── Listed entries
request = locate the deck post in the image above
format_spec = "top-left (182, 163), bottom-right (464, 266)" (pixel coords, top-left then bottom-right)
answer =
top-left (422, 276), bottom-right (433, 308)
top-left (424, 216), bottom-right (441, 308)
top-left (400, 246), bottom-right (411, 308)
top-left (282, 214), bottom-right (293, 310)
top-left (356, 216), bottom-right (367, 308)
────
Task prompt: Rescale the stretch from the start of the records through the line containing "top-left (424, 216), bottom-right (441, 308)", reproducing every line in it, requests included. Multiply each coordinate in the answers by 1.7 and round to whole numbers, with halves rounded up, while leaving the numbers in the request and its format sample unchanged.

Output for this exercise:
request = locate the deck post in the image above
format_spec = "top-left (182, 163), bottom-right (464, 266)" (pixel coords, top-left then bottom-right)
answer =
top-left (717, 469), bottom-right (736, 524)
top-left (721, 367), bottom-right (750, 524)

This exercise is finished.